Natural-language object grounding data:
□ □ □ □
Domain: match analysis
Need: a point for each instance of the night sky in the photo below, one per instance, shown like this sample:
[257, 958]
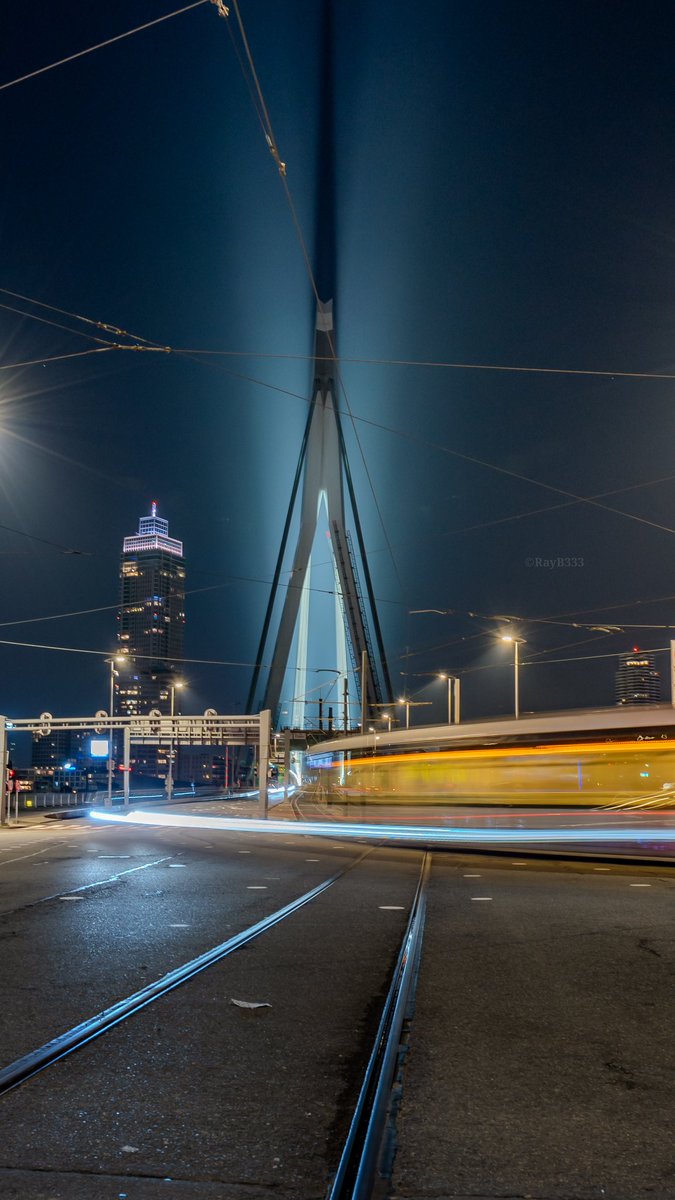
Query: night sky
[503, 185]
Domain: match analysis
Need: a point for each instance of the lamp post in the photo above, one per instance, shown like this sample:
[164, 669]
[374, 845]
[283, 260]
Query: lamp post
[412, 703]
[117, 658]
[169, 769]
[453, 697]
[517, 643]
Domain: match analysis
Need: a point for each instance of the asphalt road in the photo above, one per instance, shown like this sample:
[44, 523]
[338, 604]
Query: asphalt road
[539, 1059]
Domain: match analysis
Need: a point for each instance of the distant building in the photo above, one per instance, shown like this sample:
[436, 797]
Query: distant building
[638, 682]
[61, 761]
[151, 618]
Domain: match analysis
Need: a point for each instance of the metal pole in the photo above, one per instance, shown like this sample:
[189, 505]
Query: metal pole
[4, 796]
[126, 738]
[286, 763]
[109, 796]
[263, 760]
[169, 771]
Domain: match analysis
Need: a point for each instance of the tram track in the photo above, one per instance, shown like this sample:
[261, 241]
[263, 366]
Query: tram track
[362, 1151]
[78, 1036]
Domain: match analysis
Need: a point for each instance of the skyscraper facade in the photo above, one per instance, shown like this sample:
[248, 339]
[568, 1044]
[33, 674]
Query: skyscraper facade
[151, 618]
[638, 682]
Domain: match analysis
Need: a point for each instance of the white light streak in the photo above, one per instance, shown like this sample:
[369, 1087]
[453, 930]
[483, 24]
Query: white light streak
[448, 835]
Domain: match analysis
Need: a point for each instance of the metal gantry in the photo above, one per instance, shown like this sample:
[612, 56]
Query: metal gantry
[155, 729]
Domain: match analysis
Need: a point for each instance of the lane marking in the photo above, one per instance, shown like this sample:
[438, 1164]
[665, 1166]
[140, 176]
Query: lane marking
[99, 883]
[21, 858]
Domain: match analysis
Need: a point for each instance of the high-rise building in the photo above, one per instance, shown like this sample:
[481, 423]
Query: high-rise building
[638, 682]
[151, 617]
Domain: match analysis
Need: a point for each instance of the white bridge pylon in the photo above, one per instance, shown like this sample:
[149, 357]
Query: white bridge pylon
[323, 468]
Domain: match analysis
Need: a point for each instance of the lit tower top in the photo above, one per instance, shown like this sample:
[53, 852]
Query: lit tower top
[153, 534]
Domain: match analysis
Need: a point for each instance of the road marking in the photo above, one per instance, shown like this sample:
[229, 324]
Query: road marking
[21, 858]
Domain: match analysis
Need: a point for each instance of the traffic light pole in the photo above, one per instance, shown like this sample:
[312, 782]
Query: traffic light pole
[4, 793]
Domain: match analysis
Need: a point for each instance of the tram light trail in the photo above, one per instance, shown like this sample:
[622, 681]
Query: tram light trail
[447, 835]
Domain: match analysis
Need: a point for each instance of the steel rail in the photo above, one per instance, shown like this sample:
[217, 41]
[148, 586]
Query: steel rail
[29, 1065]
[358, 1163]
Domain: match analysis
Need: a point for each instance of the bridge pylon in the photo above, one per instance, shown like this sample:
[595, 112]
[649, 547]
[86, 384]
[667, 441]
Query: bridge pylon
[323, 474]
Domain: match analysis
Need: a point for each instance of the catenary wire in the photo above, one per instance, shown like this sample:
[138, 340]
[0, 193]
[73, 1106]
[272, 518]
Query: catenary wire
[118, 37]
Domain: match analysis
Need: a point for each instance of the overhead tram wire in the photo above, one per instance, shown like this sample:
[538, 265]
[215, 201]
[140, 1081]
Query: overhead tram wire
[109, 41]
[572, 497]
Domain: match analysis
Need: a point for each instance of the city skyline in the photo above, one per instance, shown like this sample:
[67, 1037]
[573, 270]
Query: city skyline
[502, 199]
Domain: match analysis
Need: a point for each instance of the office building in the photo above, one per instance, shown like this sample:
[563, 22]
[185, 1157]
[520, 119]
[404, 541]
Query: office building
[638, 682]
[151, 618]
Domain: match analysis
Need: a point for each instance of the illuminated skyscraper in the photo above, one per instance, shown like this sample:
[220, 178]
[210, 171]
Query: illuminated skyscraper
[151, 617]
[638, 682]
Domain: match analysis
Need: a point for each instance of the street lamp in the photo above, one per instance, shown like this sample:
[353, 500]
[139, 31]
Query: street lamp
[412, 703]
[517, 643]
[169, 771]
[453, 697]
[117, 658]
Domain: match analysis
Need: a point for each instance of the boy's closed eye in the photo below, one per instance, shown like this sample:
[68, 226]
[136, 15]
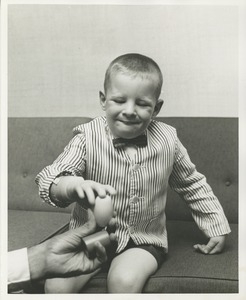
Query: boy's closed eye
[118, 100]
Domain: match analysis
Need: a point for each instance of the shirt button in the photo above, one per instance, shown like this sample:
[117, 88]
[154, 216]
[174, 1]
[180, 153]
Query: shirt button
[136, 167]
[134, 199]
[131, 230]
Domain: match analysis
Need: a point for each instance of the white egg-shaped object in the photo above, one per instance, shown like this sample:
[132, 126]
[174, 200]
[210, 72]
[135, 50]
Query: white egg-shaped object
[103, 210]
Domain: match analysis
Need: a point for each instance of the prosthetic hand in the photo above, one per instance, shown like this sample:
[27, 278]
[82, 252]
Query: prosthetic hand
[103, 212]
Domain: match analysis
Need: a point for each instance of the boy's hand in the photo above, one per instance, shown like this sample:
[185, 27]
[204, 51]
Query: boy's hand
[215, 245]
[80, 190]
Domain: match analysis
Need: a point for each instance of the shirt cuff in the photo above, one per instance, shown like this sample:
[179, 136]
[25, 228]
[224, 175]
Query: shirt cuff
[18, 266]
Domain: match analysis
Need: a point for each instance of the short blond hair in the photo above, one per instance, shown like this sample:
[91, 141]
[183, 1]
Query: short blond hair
[134, 64]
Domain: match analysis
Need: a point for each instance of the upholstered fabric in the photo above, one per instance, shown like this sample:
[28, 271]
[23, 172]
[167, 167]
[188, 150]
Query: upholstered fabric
[212, 144]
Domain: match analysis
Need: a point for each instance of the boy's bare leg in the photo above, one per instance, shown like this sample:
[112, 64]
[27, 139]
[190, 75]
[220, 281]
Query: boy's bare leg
[67, 285]
[130, 270]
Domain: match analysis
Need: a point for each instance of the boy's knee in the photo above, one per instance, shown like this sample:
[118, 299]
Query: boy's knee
[53, 286]
[124, 282]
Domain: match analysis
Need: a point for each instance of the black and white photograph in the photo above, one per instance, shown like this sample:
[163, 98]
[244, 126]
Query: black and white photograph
[121, 149]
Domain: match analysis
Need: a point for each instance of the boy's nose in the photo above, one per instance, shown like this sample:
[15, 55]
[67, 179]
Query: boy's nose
[129, 109]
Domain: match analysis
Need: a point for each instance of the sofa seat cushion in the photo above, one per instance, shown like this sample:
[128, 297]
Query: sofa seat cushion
[185, 270]
[27, 228]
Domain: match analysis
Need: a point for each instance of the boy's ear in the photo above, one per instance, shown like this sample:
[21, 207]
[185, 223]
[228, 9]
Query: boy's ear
[158, 107]
[102, 100]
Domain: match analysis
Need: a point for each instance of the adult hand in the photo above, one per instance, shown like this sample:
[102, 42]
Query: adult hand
[215, 245]
[63, 255]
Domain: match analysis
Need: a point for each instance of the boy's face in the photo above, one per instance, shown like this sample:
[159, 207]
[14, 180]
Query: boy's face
[130, 103]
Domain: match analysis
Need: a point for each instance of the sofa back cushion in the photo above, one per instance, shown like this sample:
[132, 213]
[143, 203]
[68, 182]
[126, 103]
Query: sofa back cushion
[212, 144]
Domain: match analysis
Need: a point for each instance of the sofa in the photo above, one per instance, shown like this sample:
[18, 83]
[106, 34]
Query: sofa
[212, 144]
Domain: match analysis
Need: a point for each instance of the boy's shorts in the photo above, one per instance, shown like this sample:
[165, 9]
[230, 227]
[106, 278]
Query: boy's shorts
[156, 251]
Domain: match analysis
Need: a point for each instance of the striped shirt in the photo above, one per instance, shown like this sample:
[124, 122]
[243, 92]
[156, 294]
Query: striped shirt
[141, 183]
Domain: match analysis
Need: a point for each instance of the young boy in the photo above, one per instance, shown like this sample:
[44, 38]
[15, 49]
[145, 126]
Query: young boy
[104, 157]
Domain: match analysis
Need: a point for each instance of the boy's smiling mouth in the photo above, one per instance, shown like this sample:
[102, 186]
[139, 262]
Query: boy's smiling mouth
[128, 122]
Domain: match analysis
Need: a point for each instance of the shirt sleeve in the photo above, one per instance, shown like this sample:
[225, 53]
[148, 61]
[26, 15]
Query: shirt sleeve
[18, 268]
[70, 162]
[192, 186]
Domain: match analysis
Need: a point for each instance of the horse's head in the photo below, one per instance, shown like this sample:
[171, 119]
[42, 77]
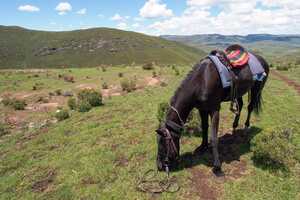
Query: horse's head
[168, 147]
□ □ □ □
§ **To do**:
With the string "below" as the key, filter the data above and show the lines that match.

§ **Result of this exercise**:
Need: a point for each instance of the night sky in the photo below, one per instance, shown like this sample:
Need: a point for each instance of the boy's closed eye in the photo below, one per instance, shown like this sample:
Need: a point for each instance of the horse's head in the photo below, one per instance, shown like this sample:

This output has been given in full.